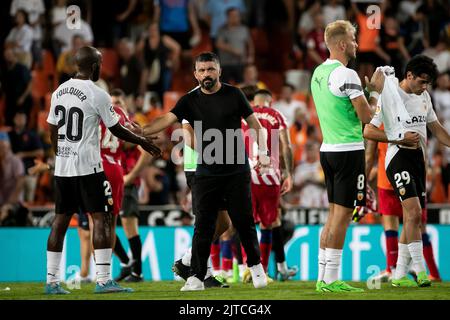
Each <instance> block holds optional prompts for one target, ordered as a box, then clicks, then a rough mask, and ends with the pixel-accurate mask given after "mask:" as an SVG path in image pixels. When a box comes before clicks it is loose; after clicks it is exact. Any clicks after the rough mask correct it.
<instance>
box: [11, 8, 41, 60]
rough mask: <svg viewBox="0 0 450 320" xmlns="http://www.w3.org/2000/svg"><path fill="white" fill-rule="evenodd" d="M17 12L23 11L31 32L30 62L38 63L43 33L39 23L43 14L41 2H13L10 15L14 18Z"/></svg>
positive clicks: (40, 59)
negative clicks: (30, 49)
mask: <svg viewBox="0 0 450 320" xmlns="http://www.w3.org/2000/svg"><path fill="white" fill-rule="evenodd" d="M19 10H24V11H25V12H26V13H27V16H28V23H29V25H30V27H31V28H32V31H33V36H32V48H31V52H32V61H33V62H35V63H40V62H41V60H42V58H41V51H42V38H43V32H42V27H41V22H43V17H44V13H45V5H44V1H43V0H13V2H12V3H11V9H10V15H11V16H16V13H17V12H18V11H19Z"/></svg>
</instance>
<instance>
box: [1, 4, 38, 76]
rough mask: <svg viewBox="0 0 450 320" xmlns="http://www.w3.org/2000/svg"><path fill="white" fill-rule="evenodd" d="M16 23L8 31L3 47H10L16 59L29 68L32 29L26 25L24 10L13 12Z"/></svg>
mask: <svg viewBox="0 0 450 320" xmlns="http://www.w3.org/2000/svg"><path fill="white" fill-rule="evenodd" d="M15 22H16V25H15V27H14V28H12V30H11V31H10V32H9V34H8V37H7V38H6V40H5V47H6V48H8V47H9V48H12V49H13V50H14V54H15V55H16V56H17V61H18V62H20V63H21V64H23V65H25V66H26V67H27V68H28V69H30V68H31V64H32V54H31V46H32V44H33V29H32V28H31V27H30V26H29V25H28V14H27V12H26V11H25V10H23V9H19V10H17V11H16V13H15Z"/></svg>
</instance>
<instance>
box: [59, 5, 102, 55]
mask: <svg viewBox="0 0 450 320" xmlns="http://www.w3.org/2000/svg"><path fill="white" fill-rule="evenodd" d="M73 14H74V13H73V12H72V13H69V14H68V15H67V17H68V18H69V17H70V16H71V15H73ZM79 23H80V28H73V29H72V28H71V29H69V28H68V27H67V24H66V23H60V24H59V25H58V26H57V27H56V28H54V29H53V39H54V41H55V52H56V56H59V54H60V53H61V52H64V51H69V50H70V49H72V39H73V36H74V35H80V36H81V37H83V39H84V41H85V44H86V45H92V43H93V41H94V34H93V33H92V28H91V26H90V25H89V24H88V23H87V22H86V21H85V20H83V19H82V18H81V17H80V20H79Z"/></svg>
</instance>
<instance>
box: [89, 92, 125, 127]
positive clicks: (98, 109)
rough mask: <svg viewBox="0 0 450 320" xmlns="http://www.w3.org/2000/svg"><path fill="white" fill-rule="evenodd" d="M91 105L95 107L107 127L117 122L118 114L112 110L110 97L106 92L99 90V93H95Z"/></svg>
mask: <svg viewBox="0 0 450 320" xmlns="http://www.w3.org/2000/svg"><path fill="white" fill-rule="evenodd" d="M93 107H94V108H95V109H96V111H97V113H98V115H99V116H100V118H102V121H103V123H104V124H105V126H106V127H107V128H111V127H112V126H114V125H116V124H117V122H119V116H118V115H117V113H116V112H115V111H114V107H113V106H112V103H111V97H110V96H109V95H108V94H107V93H106V92H104V91H100V92H99V94H97V95H96V99H95V101H94V106H93Z"/></svg>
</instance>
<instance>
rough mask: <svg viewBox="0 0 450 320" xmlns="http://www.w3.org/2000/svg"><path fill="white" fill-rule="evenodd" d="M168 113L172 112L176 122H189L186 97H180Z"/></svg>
mask: <svg viewBox="0 0 450 320" xmlns="http://www.w3.org/2000/svg"><path fill="white" fill-rule="evenodd" d="M170 112H172V113H173V114H174V115H175V116H176V117H177V119H178V122H182V121H183V120H187V121H188V122H190V121H189V119H190V115H189V103H188V101H187V96H183V97H181V98H180V99H179V100H178V101H177V103H176V104H175V107H173V109H172V110H170Z"/></svg>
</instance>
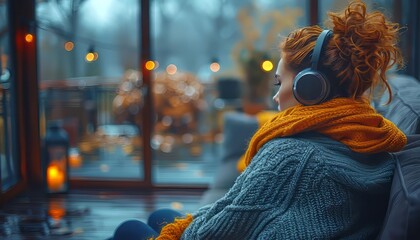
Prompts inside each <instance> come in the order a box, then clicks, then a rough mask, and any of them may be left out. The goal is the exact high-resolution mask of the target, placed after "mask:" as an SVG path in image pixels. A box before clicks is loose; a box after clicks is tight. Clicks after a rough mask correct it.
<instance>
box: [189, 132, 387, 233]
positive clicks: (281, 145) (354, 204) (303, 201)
mask: <svg viewBox="0 0 420 240" xmlns="http://www.w3.org/2000/svg"><path fill="white" fill-rule="evenodd" d="M393 169H394V162H393V161H392V158H390V157H389V155H387V154H376V155H364V154H359V153H355V152H352V151H351V150H349V148H347V147H346V146H345V145H343V144H341V143H339V142H336V141H334V140H331V139H329V138H327V137H325V136H322V135H320V134H315V133H306V134H301V135H299V136H295V137H292V138H278V139H273V140H271V141H269V142H268V143H266V144H265V145H264V146H263V147H262V148H261V149H260V150H259V151H258V153H257V154H256V155H255V157H254V158H253V160H252V162H251V164H250V165H249V166H248V167H247V168H246V170H245V171H244V172H243V173H242V174H241V175H240V176H239V177H238V178H237V180H236V182H235V184H234V186H233V187H232V188H231V189H230V191H229V192H228V193H227V194H226V195H225V196H224V197H223V198H221V199H220V200H218V201H217V202H215V203H214V204H212V205H209V206H206V207H203V208H201V209H200V210H198V212H197V213H195V214H193V216H194V221H193V222H192V223H191V224H190V225H189V227H188V228H187V229H186V230H185V231H184V233H183V236H182V239H188V240H190V239H229V240H235V239H373V238H375V237H376V234H377V233H378V231H379V230H380V229H379V228H380V225H381V224H382V220H383V217H384V214H385V211H386V207H387V200H388V199H387V198H388V197H387V196H388V193H389V190H390V186H391V179H392V173H393Z"/></svg>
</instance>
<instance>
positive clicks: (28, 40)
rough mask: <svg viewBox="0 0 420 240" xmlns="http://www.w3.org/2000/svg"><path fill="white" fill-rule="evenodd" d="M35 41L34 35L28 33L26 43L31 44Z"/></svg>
mask: <svg viewBox="0 0 420 240" xmlns="http://www.w3.org/2000/svg"><path fill="white" fill-rule="evenodd" d="M33 40H34V35H32V34H30V33H27V34H26V35H25V41H26V42H28V43H31V42H33Z"/></svg>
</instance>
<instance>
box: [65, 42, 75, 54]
mask: <svg viewBox="0 0 420 240" xmlns="http://www.w3.org/2000/svg"><path fill="white" fill-rule="evenodd" d="M73 48H74V43H73V42H72V41H67V42H66V43H65V44H64V49H66V51H67V52H70V51H72V50H73Z"/></svg>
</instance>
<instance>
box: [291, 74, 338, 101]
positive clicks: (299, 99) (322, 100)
mask: <svg viewBox="0 0 420 240" xmlns="http://www.w3.org/2000/svg"><path fill="white" fill-rule="evenodd" d="M329 94H330V82H329V81H328V80H327V78H326V77H325V76H324V75H323V74H322V73H320V72H317V71H314V70H312V69H310V68H308V69H305V70H303V71H301V72H300V73H298V75H296V77H295V79H294V82H293V95H294V96H295V98H296V100H298V101H299V102H300V103H302V104H303V105H315V104H319V103H321V102H323V101H325V99H327V98H328V96H329Z"/></svg>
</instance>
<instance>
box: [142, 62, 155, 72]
mask: <svg viewBox="0 0 420 240" xmlns="http://www.w3.org/2000/svg"><path fill="white" fill-rule="evenodd" d="M155 66H156V64H155V62H154V61H152V60H149V61H147V62H146V64H145V67H146V69H147V70H149V71H152V70H153V69H154V68H155Z"/></svg>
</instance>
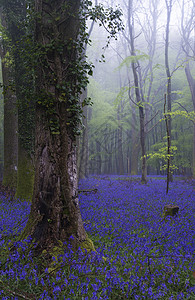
------------------------------------------------
Your reply should consist of the data, transcribed exactly, and should hold no pictures.

## TASK RESULT
Each <instance> block holds optional prompts for one target, ordered as a box, then clicks, then a rough mask, and ends with the pixel-accurate mask given after "mask:" as an SVG path in image pixels. When a box comes before clicks it is loose; after clicks it is exact. Any clicks after the rough mask correct it.
<instance>
box: [11, 8, 41, 60]
rough mask: <svg viewBox="0 0 450 320" xmlns="http://www.w3.org/2000/svg"><path fill="white" fill-rule="evenodd" d="M17 12L23 11L31 32L30 62L38 63L43 33L39 23L43 14L41 2H13L10 15L14 18Z"/></svg>
positive clicks: (40, 59)
negative clicks: (30, 49)
mask: <svg viewBox="0 0 450 320" xmlns="http://www.w3.org/2000/svg"><path fill="white" fill-rule="evenodd" d="M19 10H24V11H25V12H26V13H27V16H28V23H29V25H30V27H31V28H32V31H33V36H32V48H31V52H32V61H33V62H35V63H40V62H41V60H42V58H41V51H42V38H43V32H42V27H41V22H43V17H44V13H45V5H44V1H43V0H13V2H12V3H11V9H10V15H11V16H16V13H17V12H18V11H19Z"/></svg>
</instance>
<instance>
box: [1, 4, 38, 76]
rough mask: <svg viewBox="0 0 450 320" xmlns="http://www.w3.org/2000/svg"><path fill="white" fill-rule="evenodd" d="M16 23L8 31L3 47H10L16 59L29 68L32 29L26 25L24 10L13 12Z"/></svg>
mask: <svg viewBox="0 0 450 320" xmlns="http://www.w3.org/2000/svg"><path fill="white" fill-rule="evenodd" d="M15 22H16V25H15V27H14V28H12V30H11V31H10V32H9V34H8V37H7V38H6V40H5V47H6V48H8V47H9V48H12V49H13V50H14V54H15V55H16V56H17V61H18V62H20V63H21V64H23V65H25V66H26V67H27V68H28V69H30V68H31V64H32V54H31V46H32V44H33V29H32V28H31V27H30V26H29V25H28V14H27V12H26V11H25V10H23V9H19V10H17V11H16V13H15Z"/></svg>
</instance>
<instance>
box: [59, 5, 102, 55]
mask: <svg viewBox="0 0 450 320" xmlns="http://www.w3.org/2000/svg"><path fill="white" fill-rule="evenodd" d="M73 14H74V13H73V12H72V13H69V14H68V15H67V17H68V18H69V17H70V16H71V15H73ZM79 23H80V28H73V29H72V28H71V29H69V28H68V27H67V24H66V23H60V24H59V25H58V26H57V27H56V28H54V29H53V39H54V41H55V52H56V56H59V54H60V53H61V52H64V51H69V50H70V49H72V39H73V36H74V35H80V36H81V37H83V39H84V41H85V44H86V45H92V43H93V41H94V34H93V33H92V28H91V26H90V25H89V24H88V23H87V22H86V21H85V20H83V19H82V18H81V17H80V20H79Z"/></svg>
</instance>
<instance>
box: [89, 92, 125, 127]
positive clicks: (98, 109)
rough mask: <svg viewBox="0 0 450 320" xmlns="http://www.w3.org/2000/svg"><path fill="white" fill-rule="evenodd" d="M91 105L95 107L107 127L117 122L118 114L112 110L110 97L106 92L99 90V93H95Z"/></svg>
mask: <svg viewBox="0 0 450 320" xmlns="http://www.w3.org/2000/svg"><path fill="white" fill-rule="evenodd" d="M93 107H94V108H95V109H96V111H97V113H98V115H99V116H100V118H102V121H103V123H104V124H105V126H106V127H107V128H111V127H112V126H114V125H116V124H117V122H119V116H118V115H117V113H116V112H115V111H114V107H113V106H112V103H111V97H110V96H109V95H108V94H107V93H106V92H104V91H100V92H99V94H97V95H96V99H95V101H94V106H93Z"/></svg>
</instance>
<instance>
rough mask: <svg viewBox="0 0 450 320" xmlns="http://www.w3.org/2000/svg"><path fill="white" fill-rule="evenodd" d="M168 113L172 112L176 122H189L186 97H180Z"/></svg>
mask: <svg viewBox="0 0 450 320" xmlns="http://www.w3.org/2000/svg"><path fill="white" fill-rule="evenodd" d="M170 112H172V113H173V114H174V115H175V116H176V117H177V119H178V122H182V121H183V120H187V121H188V122H190V121H189V119H190V115H189V103H188V101H187V96H183V97H181V98H180V99H179V100H178V101H177V103H176V104H175V107H173V109H172V110H170Z"/></svg>
</instance>
Prompts inside each <instance> come in the order a box, then clicks, then a rough mask, and any of them may be left out. The goal is the exact high-resolution mask of the target, placed after "mask:" as an SVG path in image pixels. A box before clicks is loose; a box after clicks is tight. Clicks after a rough mask correct it.
<instance>
box: [189, 132, 387, 233]
positive clicks: (281, 145) (354, 204) (303, 201)
mask: <svg viewBox="0 0 420 240" xmlns="http://www.w3.org/2000/svg"><path fill="white" fill-rule="evenodd" d="M393 169H394V162H393V161H392V158H390V157H389V155H387V154H376V155H364V154H359V153H355V152H352V151H351V150H349V148H347V147H346V146H345V145H343V144H341V143H339V142H336V141H334V140H331V139H329V138H327V137H325V136H322V135H320V134H315V133H306V134H301V135H299V136H295V137H292V138H278V139H273V140H271V141H269V142H268V143H266V144H265V145H264V146H263V147H262V148H261V149H260V150H259V151H258V153H257V154H256V155H255V157H254V158H253V160H252V162H251V164H250V165H249V166H248V167H247V168H246V170H245V171H244V172H243V173H242V174H241V175H240V176H239V177H238V178H237V180H236V182H235V184H234V186H233V187H232V188H231V189H230V191H229V192H228V193H227V194H226V195H225V196H224V197H223V198H221V199H220V200H218V201H217V202H215V203H214V204H212V205H209V206H206V207H203V208H201V209H200V210H198V212H197V213H195V214H193V216H194V221H193V222H192V223H191V224H190V225H189V227H188V228H187V229H186V230H185V231H184V233H183V236H182V239H188V240H190V239H229V240H235V239H373V238H375V237H376V234H377V233H378V231H379V230H380V229H379V228H380V225H381V224H382V220H383V217H384V214H385V211H386V207H387V200H388V199H387V198H388V197H387V196H388V193H389V190H390V186H391V179H392V173H393Z"/></svg>
</instance>
<instance>
positive clicks: (28, 40)
rough mask: <svg viewBox="0 0 420 240" xmlns="http://www.w3.org/2000/svg"><path fill="white" fill-rule="evenodd" d="M35 41L34 35L28 33L26 43L31 44Z"/></svg>
mask: <svg viewBox="0 0 420 240" xmlns="http://www.w3.org/2000/svg"><path fill="white" fill-rule="evenodd" d="M33 40H34V35H32V34H30V33H27V34H26V35H25V41H26V42H28V43H31V42H33Z"/></svg>
</instance>
<instance>
box: [65, 42, 75, 54]
mask: <svg viewBox="0 0 420 240" xmlns="http://www.w3.org/2000/svg"><path fill="white" fill-rule="evenodd" d="M73 48H74V43H73V42H72V41H67V42H66V43H65V44H64V49H66V51H67V52H70V51H72V50H73Z"/></svg>
</instance>
<instance>
box: [291, 74, 338, 101]
positive clicks: (299, 99) (322, 100)
mask: <svg viewBox="0 0 420 240" xmlns="http://www.w3.org/2000/svg"><path fill="white" fill-rule="evenodd" d="M329 94H330V82H329V81H328V80H327V78H326V77H325V76H324V75H323V74H322V73H320V72H317V71H314V70H312V69H310V68H308V69H305V70H303V71H301V72H300V73H298V75H296V77H295V79H294V82H293V95H294V96H295V98H296V100H298V101H299V102H300V103H302V104H303V105H315V104H319V103H321V102H323V101H325V99H327V98H328V96H329Z"/></svg>
</instance>
<instance>
box: [142, 62, 155, 72]
mask: <svg viewBox="0 0 420 240" xmlns="http://www.w3.org/2000/svg"><path fill="white" fill-rule="evenodd" d="M155 66H156V64H155V62H154V61H152V60H149V61H147V62H146V64H145V67H146V69H147V70H149V71H152V70H153V69H154V68H155Z"/></svg>
</instance>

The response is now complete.